* _EXTRACTED INFORMATION_
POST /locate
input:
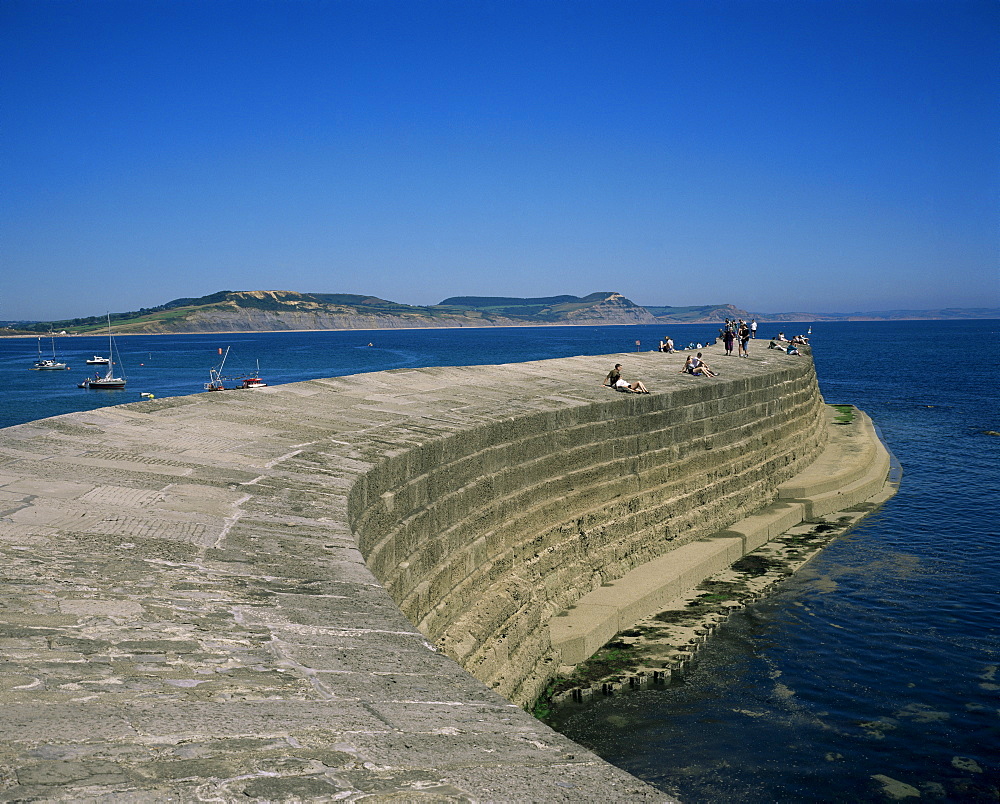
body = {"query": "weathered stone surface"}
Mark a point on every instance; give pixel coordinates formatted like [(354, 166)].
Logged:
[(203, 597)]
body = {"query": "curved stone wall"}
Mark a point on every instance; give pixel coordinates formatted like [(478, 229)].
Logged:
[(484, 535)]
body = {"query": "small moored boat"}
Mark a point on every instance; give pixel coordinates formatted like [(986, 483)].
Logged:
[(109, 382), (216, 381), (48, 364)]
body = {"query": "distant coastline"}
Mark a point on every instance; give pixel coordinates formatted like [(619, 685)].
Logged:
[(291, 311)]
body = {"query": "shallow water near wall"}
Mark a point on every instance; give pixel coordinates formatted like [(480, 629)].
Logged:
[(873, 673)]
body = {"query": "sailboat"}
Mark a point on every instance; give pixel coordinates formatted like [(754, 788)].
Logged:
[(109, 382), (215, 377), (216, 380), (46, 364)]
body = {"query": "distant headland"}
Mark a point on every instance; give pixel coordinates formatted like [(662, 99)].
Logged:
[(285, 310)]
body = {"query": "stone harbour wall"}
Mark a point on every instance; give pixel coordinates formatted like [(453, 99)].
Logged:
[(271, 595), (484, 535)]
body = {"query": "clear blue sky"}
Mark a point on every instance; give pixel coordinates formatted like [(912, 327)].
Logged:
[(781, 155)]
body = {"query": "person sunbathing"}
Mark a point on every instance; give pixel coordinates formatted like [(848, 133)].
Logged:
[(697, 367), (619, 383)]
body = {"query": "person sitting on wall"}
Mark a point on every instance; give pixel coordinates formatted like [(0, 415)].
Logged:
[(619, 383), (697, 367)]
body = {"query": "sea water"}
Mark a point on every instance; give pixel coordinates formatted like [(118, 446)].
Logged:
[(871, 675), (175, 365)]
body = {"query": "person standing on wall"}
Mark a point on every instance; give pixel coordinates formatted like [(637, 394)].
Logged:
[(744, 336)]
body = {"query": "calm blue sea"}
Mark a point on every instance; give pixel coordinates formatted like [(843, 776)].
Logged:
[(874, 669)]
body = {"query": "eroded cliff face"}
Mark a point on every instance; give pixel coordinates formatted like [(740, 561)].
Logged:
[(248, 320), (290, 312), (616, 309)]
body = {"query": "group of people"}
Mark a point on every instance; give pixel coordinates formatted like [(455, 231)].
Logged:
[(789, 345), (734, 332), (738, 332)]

* _TASK DIRECTIONS_
Quote the records above exactly, leaving out any pictures.

* _TASK RESULT_
POST /locate
input:
body = {"query": "weathered stone surface"}
Mark a point on every instance; give pixel coordinates formatted like [(354, 166)].
Logged:
[(203, 597)]
body = {"query": "curved stone wall"}
Mark a point on every instance; give pixel coordinates formatted like [(478, 229)].
Logged:
[(484, 535)]
body = {"query": "small moored boat"}
Mark a point on every instance; give pixel coordinates formatted like [(986, 483)].
Logged:
[(109, 382), (216, 381), (48, 364)]
body = {"query": "distant coastline"}
Mark a point on every instance; give pixel coordinates formatted like [(619, 685)].
Logged:
[(291, 311)]
body = {"query": "shallow water near wall"}
Mark a point on every instance; give pixel coordinates formatted like [(480, 629)].
Logged:
[(873, 673)]
body = {"query": "sailboat"}
Mark a point on every instance; give pixel coordinates formatted like [(754, 788)].
Logged:
[(109, 382), (215, 377), (216, 380), (46, 364)]
body = {"query": "distant headland"}
Mark a point on every instance; give pixel coordinates formatted like [(662, 99)].
Logged:
[(285, 310)]
body = {"query": "stone harbour wall"}
Mark a point on every instance; give pixel coordinates formatted like [(453, 99)].
Logged:
[(271, 595), (484, 535)]
body = {"query": "clear blue sky"}
Mark a point on every instance; give pixel coordinates formatted like [(912, 327)].
Logged:
[(781, 155)]
body = {"query": "person sunbathing"}
Mark a point on every instance; give pixel coordinates formatted like [(848, 133)].
Logged:
[(697, 367), (619, 383)]
body = {"query": "person sitting on wall"}
Mark a point on every instance; give pixel coordinates formatted like [(0, 415)].
Logged:
[(619, 383), (697, 367)]
body = {"query": "sea water"}
Mark a point on every instance; give pixel coordinates formatted like [(118, 446)].
Logged:
[(871, 675), (175, 365)]
body = {"query": "person standing on wall"}
Mark a point on every instance; give pixel coordinates formatted like [(637, 394)].
Logged:
[(744, 336)]
body = {"query": "calm blue sea"}
Mark a point on every instance; give pixel coordinates formatted like [(843, 776)].
Logged:
[(874, 669)]
body = {"query": "eroded cliff face"}
Mark a point on every instance; give pixel coordinates formatted like [(740, 561)].
Logged:
[(248, 320), (290, 312), (616, 309)]
body = {"query": "group of people"}
Mark a point on every instance; give pixel coordinates formatted like [(455, 231)].
Logged:
[(789, 345), (734, 332), (738, 332)]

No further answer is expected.